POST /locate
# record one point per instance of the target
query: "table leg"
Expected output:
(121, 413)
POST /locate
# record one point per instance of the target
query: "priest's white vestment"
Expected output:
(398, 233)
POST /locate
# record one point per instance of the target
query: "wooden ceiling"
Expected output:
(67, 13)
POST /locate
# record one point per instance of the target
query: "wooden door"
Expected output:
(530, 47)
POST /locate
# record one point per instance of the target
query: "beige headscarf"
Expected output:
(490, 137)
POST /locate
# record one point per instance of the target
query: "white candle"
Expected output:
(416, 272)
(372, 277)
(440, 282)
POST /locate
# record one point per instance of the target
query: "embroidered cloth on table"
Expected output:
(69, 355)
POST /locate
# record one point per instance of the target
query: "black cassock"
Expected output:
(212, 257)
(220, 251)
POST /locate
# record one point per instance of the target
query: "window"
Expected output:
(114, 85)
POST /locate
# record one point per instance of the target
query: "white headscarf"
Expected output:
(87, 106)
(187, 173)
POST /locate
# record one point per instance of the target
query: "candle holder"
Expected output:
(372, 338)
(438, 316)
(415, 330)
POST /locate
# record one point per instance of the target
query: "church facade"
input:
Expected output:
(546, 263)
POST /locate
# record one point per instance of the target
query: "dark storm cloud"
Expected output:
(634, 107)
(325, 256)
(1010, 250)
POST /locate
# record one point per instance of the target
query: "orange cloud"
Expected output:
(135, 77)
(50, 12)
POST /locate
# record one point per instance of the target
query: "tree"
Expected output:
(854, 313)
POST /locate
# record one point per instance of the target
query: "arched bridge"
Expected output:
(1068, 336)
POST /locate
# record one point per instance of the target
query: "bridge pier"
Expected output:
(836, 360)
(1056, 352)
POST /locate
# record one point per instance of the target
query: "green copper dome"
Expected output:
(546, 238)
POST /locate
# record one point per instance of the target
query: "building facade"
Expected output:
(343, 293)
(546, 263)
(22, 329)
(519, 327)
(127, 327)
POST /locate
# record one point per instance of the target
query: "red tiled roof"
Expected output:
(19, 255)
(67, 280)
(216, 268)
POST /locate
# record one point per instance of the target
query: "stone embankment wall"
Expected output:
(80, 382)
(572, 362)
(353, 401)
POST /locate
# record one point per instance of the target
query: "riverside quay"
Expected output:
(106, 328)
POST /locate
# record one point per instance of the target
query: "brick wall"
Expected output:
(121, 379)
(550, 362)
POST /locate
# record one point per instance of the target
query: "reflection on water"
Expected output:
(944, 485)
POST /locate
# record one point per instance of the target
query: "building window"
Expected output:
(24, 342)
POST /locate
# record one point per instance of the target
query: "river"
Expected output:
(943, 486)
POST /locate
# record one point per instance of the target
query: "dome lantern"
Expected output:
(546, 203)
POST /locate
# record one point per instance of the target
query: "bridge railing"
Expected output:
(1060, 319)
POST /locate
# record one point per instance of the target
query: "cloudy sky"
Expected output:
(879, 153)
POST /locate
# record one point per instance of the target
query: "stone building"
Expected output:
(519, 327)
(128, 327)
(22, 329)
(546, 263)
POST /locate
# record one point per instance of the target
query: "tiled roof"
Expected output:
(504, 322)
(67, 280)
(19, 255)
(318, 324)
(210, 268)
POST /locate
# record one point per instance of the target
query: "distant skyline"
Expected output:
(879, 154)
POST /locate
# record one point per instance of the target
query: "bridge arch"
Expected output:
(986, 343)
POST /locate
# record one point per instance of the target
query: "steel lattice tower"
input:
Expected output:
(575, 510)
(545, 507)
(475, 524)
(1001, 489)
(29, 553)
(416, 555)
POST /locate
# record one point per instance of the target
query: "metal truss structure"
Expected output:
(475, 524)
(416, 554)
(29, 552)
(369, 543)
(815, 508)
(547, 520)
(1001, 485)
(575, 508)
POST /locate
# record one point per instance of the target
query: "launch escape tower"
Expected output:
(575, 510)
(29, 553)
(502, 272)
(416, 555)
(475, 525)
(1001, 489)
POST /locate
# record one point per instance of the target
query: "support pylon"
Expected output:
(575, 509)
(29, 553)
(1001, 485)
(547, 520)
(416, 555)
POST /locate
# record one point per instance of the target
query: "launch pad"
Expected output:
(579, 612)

========

**EXERCISE REQUIREMENTS**: Quote every line of the data, word for word.

**RESPONSE**:
POST /locate
# record one point per instance of the target
query: "table leg"
Expected output:
(121, 413)
POST /locate
# record one point per instance of the target
query: "priest's white vestment"
Expected output:
(398, 233)
POST /locate
# record one point per instance of the target
query: "wooden ceiling"
Expected output:
(67, 13)
POST /locate
# record one point per instance of the target
query: "wooden door"
Expected output:
(530, 47)
POST /locate
# record one point per instance of the target
query: "beige headscarf"
Expected output:
(490, 137)
POST /locate
# record one point per instance of the target
query: "white candle"
Expected output:
(416, 272)
(372, 277)
(440, 282)
POST /locate
# record one point per instance of the target
query: "embroidered cloth on table"
Expected output:
(69, 355)
POST /locate
# record one point per instance of the target
query: "black cassock"
Expected output:
(212, 257)
(220, 251)
POST /locate
# record one point per instance of the target
query: "window"
Expected output:
(114, 85)
POST /locate
# record one point per instance of the target
query: "white headscarf"
Expected output:
(87, 106)
(187, 173)
POST /locate
# record one point per instance of the target
query: "candle holder"
Expected output:
(372, 338)
(438, 316)
(415, 330)
POST /locate
# record one point per instance of the target
query: "church facade"
input:
Expected output:
(546, 263)
POST /locate
# record one point per instance of the target
query: "dark storm cloud"
Expected output:
(634, 107)
(325, 256)
(1010, 250)
POST /locate
# record one point per instance of the target
query: "orange cloud"
Expected output:
(135, 77)
(50, 12)
POST /locate
# record one point per instance of the target
query: "tree"
Expected output:
(854, 313)
POST /locate
# record one point per instance of the target
query: "arched bridge"
Expected output:
(1068, 336)
POST /locate
# record one point per instance of the target
query: "bridge pier"
Expected output:
(836, 360)
(1056, 352)
POST /locate
# record one point per instance of the target
query: "green copper dome"
Expected output:
(546, 238)
POST /locate
# record one point per instance of the target
query: "building facade"
Expected output:
(343, 293)
(546, 263)
(22, 329)
(519, 327)
(127, 327)
POST /locate
# record one point per instance of the target
query: "red tiled roof"
Expected output:
(19, 255)
(67, 280)
(216, 268)
POST /locate
# record one point per instance of the target
query: "stone embankment wall"
Expected output:
(80, 382)
(572, 362)
(353, 401)
POST /locate
# record one point per instance of the target
query: "riverside quay"
Expected output:
(106, 328)
POST /locate
# record one point per instance of the target
query: "brick wall"
Expected output:
(121, 379)
(550, 362)
POST /locate
# record one point per instance of the target
query: "reflection on water"
Expected output:
(944, 485)
POST /locate
# record one point per instance of the target
query: "building window"
Expected output:
(24, 342)
POST /locate
# record one point per instance of the target
query: "river"
Expected output:
(943, 486)
POST /locate
# record one point per instance of the target
query: "dome lantern"
Expected output:
(546, 203)
POST /locate
# record one point per instance of the target
query: "bridge railing"
Expected output:
(1060, 319)
POST /locate
# record one point per instance of the target
query: "cloudy sky"
Expected output:
(879, 153)
POST /locate
# record one point per instance of the target
query: "stone building"
Expected output:
(519, 327)
(128, 327)
(22, 329)
(546, 263)
POST /locate
# record one point per instance of the target
query: "tiled roof"
Expected output:
(504, 322)
(67, 280)
(19, 255)
(318, 324)
(210, 268)
POST /locate
# record one point per instance of the target
query: "distant skyline"
Expected output:
(879, 154)
POST /locate
# record one point per instance of the target
query: "bridge arch"
Expected output:
(986, 343)
POST /locate
# record one point per instance of the target
query: "steel lattice tower"
input:
Expected output:
(575, 510)
(545, 507)
(475, 524)
(1001, 489)
(29, 553)
(416, 555)
POST /locate
# record one point per instance of the target
query: "metal truss structure"
Expected output:
(475, 524)
(416, 554)
(29, 552)
(369, 543)
(815, 508)
(547, 520)
(1001, 485)
(575, 508)
POST /locate
# record one point per instance of the target
query: "launch escape tower"
Expected output:
(575, 510)
(29, 553)
(502, 272)
(416, 555)
(475, 525)
(1001, 489)
POST /locate
# record one point per instance of the target
query: "support pylon"
Expected output:
(575, 509)
(29, 553)
(1001, 485)
(547, 520)
(416, 555)
POST /locate
# record one point per instance of the target
query: "launch pad"
Expected output:
(579, 612)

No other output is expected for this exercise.